Stored items
════

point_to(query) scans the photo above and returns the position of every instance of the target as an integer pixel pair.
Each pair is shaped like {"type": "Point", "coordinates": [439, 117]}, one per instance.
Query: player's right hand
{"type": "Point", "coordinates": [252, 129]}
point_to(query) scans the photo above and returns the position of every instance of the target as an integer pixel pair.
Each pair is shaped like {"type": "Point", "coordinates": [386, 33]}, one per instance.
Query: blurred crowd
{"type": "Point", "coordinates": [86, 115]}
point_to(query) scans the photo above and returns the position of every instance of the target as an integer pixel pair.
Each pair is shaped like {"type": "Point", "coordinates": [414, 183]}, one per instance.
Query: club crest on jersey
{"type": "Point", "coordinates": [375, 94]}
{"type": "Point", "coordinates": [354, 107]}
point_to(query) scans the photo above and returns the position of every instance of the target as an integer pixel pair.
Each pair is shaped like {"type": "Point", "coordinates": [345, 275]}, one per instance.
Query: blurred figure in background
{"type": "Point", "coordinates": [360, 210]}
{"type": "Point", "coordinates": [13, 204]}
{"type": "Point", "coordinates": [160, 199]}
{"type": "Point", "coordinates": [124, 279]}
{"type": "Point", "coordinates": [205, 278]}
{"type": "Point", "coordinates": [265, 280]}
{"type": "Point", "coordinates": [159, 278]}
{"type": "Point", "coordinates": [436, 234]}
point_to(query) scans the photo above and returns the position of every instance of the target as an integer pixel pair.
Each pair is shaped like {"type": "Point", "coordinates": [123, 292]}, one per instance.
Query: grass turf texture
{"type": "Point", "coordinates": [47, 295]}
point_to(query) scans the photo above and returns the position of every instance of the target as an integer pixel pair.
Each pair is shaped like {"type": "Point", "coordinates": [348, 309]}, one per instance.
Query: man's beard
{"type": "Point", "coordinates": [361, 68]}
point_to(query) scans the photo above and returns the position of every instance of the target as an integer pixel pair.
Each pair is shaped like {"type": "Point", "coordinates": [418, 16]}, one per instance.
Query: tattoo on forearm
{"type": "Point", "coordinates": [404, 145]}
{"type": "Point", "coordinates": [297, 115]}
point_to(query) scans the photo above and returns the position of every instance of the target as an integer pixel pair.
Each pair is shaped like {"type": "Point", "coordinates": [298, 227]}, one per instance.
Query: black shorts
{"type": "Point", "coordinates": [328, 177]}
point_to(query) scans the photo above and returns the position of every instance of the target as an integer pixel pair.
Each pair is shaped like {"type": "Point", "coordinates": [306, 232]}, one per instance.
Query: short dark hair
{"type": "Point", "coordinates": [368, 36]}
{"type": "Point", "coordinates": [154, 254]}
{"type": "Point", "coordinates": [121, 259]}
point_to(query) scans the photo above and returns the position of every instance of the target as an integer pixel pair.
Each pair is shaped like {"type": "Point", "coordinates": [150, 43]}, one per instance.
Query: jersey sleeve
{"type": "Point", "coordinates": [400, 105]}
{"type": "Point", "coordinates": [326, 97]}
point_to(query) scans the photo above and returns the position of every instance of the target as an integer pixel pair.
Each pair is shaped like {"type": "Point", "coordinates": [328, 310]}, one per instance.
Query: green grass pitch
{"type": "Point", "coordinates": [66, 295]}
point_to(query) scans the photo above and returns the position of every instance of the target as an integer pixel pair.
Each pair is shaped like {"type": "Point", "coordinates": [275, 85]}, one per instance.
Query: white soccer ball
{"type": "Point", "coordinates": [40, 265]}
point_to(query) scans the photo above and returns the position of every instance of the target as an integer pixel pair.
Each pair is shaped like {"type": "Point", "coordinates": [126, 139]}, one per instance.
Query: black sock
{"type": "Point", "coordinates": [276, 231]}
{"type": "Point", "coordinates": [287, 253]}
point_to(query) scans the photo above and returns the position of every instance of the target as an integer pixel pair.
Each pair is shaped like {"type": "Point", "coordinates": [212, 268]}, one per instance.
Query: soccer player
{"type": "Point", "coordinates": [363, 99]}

════

TASK BRIEF
Copy every record above verbatim and in full.

OUTPUT BELOW
point_to(query) scans the photo above and returns the position of every instance of the target as an integer pixel pair.
Each pair is shaped like {"type": "Point", "coordinates": [439, 117]}, one per instance.
Query: player's right hand
{"type": "Point", "coordinates": [252, 129]}
point_to(query) scans the photo above and returns the position of every instance of the target as an integer pixel pair.
Each pair is shaped like {"type": "Point", "coordinates": [386, 33]}, one per instance.
Query: blurred crowd
{"type": "Point", "coordinates": [86, 115]}
point_to(query) scans the photo above and returns the position of every instance of the target as an integer pixel pair.
Each pair is shaped like {"type": "Point", "coordinates": [414, 183]}, one per instance.
Query: club crest on jersey
{"type": "Point", "coordinates": [375, 94]}
{"type": "Point", "coordinates": [354, 107]}
point_to(query) scans the photo above and returns the position of every instance of the target as an integer pixel pair.
Each pair is shaped like {"type": "Point", "coordinates": [345, 275]}, one per instance.
Query: blurred figure in background
{"type": "Point", "coordinates": [360, 210]}
{"type": "Point", "coordinates": [13, 204]}
{"type": "Point", "coordinates": [160, 199]}
{"type": "Point", "coordinates": [124, 279]}
{"type": "Point", "coordinates": [205, 278]}
{"type": "Point", "coordinates": [265, 280]}
{"type": "Point", "coordinates": [159, 278]}
{"type": "Point", "coordinates": [436, 234]}
point_to(query) scans the photo above and returns the position of every instance of the target as an integer pixel pair.
Each pair is shaped like {"type": "Point", "coordinates": [123, 292]}, one per instance.
Query: grass turf texture
{"type": "Point", "coordinates": [47, 295]}
point_to(query) scans the photo above and returns the position of every instance of the target as an integer pixel pair.
Each pair is shaped like {"type": "Point", "coordinates": [348, 309]}, one per instance.
Query: man's beard
{"type": "Point", "coordinates": [361, 68]}
point_to(query) scans the photo above and returns the position of every instance of the target as an integer pixel pair.
Each pair is shaped like {"type": "Point", "coordinates": [418, 16]}, one per instance.
Query: tattoo on forearm
{"type": "Point", "coordinates": [404, 145]}
{"type": "Point", "coordinates": [297, 115]}
point_to(query) scans the photo above and returns the position of every instance of the target as an integer pixel pair.
Each pair is shaped like {"type": "Point", "coordinates": [298, 227]}, one per instance.
Query: black shorts
{"type": "Point", "coordinates": [328, 177]}
point_to(query) scans the photo above and returns the position of every instance of the target as an integer pixel pair.
Each pair is shaped like {"type": "Point", "coordinates": [306, 232]}, one per instance.
Query: short dark hair
{"type": "Point", "coordinates": [368, 36]}
{"type": "Point", "coordinates": [154, 254]}
{"type": "Point", "coordinates": [121, 259]}
point_to(query) scans the photo above and returns the position of every instance of the target as an integer pixel pair.
Each pair is shaped like {"type": "Point", "coordinates": [150, 43]}, one per instance.
Query: jersey sleeve
{"type": "Point", "coordinates": [400, 105]}
{"type": "Point", "coordinates": [326, 97]}
point_to(query) scans the photo above and returns the position of every instance of the target as an integer pixel pair.
Each pair is shaped like {"type": "Point", "coordinates": [328, 310]}, one per instance.
Query: green grass pitch
{"type": "Point", "coordinates": [66, 295]}
point_to(query) scans the photo above and returns the position of every instance of the target as an integer pixel pair.
Each pair is shaped like {"type": "Point", "coordinates": [275, 85]}, one per instance.
Query: white soccer ball
{"type": "Point", "coordinates": [40, 265]}
point_to(query) scans the photo above and returns the position of every instance of the target as an integer pixel pair.
Each pair is shaped like {"type": "Point", "coordinates": [126, 139]}, one per instance.
Query: black sock
{"type": "Point", "coordinates": [276, 231]}
{"type": "Point", "coordinates": [287, 253]}
point_to(query) scans the photo above and returns the position of every instance of the target as an integer pixel pair.
Each pair is shaped like {"type": "Point", "coordinates": [212, 268]}, one per instance.
Query: soccer player
{"type": "Point", "coordinates": [363, 99]}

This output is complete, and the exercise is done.